WHAT TO WORK ON » Each of the records must appear again, exactly as it was written.

Segment Start: PROVIDED ENTRIES

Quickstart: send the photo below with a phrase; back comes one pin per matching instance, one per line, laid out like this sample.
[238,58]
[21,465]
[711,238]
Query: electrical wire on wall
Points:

Segment End: PROVIDED ENTRIES

TASK ANSWER »
Quickstart: send the photo below with a phrase; back comes one pin per matching instance, one per line, laid out like this sample.
[238,58]
[21,465]
[711,238]
Query: electrical wire on wall
Points:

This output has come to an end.